Saved entries:
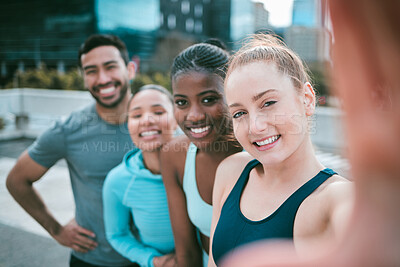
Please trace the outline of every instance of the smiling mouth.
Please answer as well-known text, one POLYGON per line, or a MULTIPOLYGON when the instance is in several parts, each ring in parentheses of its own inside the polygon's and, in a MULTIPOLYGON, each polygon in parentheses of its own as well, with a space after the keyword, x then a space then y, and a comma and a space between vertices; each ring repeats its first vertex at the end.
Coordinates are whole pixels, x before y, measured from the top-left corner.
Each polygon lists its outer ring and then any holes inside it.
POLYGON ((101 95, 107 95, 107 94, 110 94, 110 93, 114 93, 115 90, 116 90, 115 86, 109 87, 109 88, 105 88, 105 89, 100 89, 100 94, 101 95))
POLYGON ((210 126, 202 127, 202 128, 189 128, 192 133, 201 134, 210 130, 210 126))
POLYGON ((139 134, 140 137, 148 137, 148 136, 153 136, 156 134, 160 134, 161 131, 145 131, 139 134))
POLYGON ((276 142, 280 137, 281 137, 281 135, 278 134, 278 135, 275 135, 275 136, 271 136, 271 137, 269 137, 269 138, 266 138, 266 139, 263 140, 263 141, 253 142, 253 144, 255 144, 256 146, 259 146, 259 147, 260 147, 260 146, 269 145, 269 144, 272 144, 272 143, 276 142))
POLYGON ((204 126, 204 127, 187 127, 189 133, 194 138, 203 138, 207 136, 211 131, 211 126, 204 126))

* **Required action**
Return every line above that contains the word "Please".

* **Task solution**
Please trace the outline of every instance of the smiling mouth.
Please answer as well-known text, one POLYGON per line, or a MULTIPOLYGON when the instance is in several parts, each ring in parentheses of its own inside the polygon's and, in a MULTIPOLYGON, each polygon in parentheses of its own as well, with a space after the keyword, x then a space then y, and a comma and a space between vertices; each ring repeats its first vertex at the end.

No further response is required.